▶ GIVEN TASK
Output all the material that follows, exactly as given.

STORED RECORDS start

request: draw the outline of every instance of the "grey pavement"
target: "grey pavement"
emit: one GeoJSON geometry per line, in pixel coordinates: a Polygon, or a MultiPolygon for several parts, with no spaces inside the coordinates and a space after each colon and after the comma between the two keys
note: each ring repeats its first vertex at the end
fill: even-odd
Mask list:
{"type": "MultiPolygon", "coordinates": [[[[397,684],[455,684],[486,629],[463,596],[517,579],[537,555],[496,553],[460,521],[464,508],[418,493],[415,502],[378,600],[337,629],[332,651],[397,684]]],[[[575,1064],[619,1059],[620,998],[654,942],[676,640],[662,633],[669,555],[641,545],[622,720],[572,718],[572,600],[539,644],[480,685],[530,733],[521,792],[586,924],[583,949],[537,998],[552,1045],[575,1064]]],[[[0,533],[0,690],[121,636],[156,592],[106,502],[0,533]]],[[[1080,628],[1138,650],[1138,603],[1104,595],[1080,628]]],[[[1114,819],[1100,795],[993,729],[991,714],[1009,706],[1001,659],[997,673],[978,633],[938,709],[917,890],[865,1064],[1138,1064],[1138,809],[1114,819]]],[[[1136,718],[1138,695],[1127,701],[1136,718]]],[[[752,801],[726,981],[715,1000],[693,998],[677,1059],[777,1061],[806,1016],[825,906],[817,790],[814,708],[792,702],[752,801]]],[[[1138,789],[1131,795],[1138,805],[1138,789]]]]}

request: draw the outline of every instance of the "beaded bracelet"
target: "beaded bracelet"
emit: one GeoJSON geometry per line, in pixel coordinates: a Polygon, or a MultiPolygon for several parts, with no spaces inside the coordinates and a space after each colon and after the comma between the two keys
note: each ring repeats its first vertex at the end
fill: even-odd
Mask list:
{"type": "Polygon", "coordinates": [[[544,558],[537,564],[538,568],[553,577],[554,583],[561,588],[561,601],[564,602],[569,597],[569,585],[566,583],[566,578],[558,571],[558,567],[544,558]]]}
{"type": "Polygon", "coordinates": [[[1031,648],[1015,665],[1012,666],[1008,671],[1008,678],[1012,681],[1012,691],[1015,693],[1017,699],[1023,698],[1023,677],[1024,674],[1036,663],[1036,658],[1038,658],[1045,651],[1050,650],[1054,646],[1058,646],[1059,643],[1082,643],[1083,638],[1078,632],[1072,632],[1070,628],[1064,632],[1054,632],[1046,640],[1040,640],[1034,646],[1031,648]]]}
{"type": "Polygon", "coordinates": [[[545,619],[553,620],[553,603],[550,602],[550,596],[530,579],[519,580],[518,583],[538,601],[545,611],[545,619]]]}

STORED RECORDS end

▶ RESPONSE TO THIS EXERCISE
request: draw the outline of every instance of the "grey pavement"
target: "grey pavement"
emit: one GeoJSON geometry per line, in pixel coordinates: a Polygon, or a MultiPolygon for several parts, with no spaces inside the coordinates and a space after each colon and after the comma between the two keys
note: each ring repeats its first vertex at the end
fill: even-odd
Mask list:
{"type": "MultiPolygon", "coordinates": [[[[397,684],[455,684],[486,629],[463,596],[517,579],[537,555],[496,553],[460,521],[464,508],[418,493],[415,502],[378,600],[337,629],[332,651],[397,684]]],[[[575,1064],[619,1059],[620,998],[654,942],[676,640],[662,633],[669,555],[641,545],[622,720],[572,718],[572,600],[539,644],[480,685],[530,733],[521,792],[586,924],[583,949],[537,998],[552,1045],[575,1064]]],[[[0,533],[0,690],[121,636],[156,592],[106,502],[0,533]]],[[[1080,628],[1138,650],[1138,603],[1104,595],[1080,628]]],[[[1114,819],[1100,795],[993,729],[991,714],[1009,706],[1001,659],[997,673],[978,633],[938,709],[917,890],[865,1064],[1138,1064],[1138,809],[1114,819]]],[[[1136,718],[1138,695],[1127,701],[1136,718]]],[[[752,801],[726,981],[715,1000],[693,998],[677,1059],[777,1061],[806,1016],[825,906],[817,790],[814,708],[792,702],[752,801]]],[[[1138,789],[1131,795],[1138,805],[1138,789]]]]}

request: draw the outline of every instance of the "beaded bracelet"
target: "beaded bracelet"
emit: one GeoJSON geometry per line, in pixel coordinates: a Polygon, or a MultiPolygon for several parts, with no spaces inside the coordinates and a space after each colon and after the comma between the two keys
note: each ring repeats its first vertex at the end
fill: even-odd
Mask list:
{"type": "Polygon", "coordinates": [[[544,558],[537,564],[538,568],[553,577],[554,583],[561,588],[561,601],[564,602],[569,597],[569,585],[566,583],[566,578],[558,571],[558,567],[544,558]]]}
{"type": "Polygon", "coordinates": [[[1031,648],[1015,665],[1012,666],[1008,671],[1008,678],[1012,681],[1012,691],[1015,693],[1017,699],[1023,698],[1023,677],[1024,674],[1036,663],[1036,658],[1038,658],[1045,651],[1050,650],[1054,646],[1058,646],[1059,643],[1082,643],[1083,638],[1078,632],[1072,632],[1070,628],[1064,632],[1054,632],[1046,640],[1040,640],[1034,646],[1031,648]]]}
{"type": "Polygon", "coordinates": [[[545,619],[553,620],[553,603],[550,602],[550,596],[530,579],[519,580],[518,583],[538,601],[545,611],[545,619]]]}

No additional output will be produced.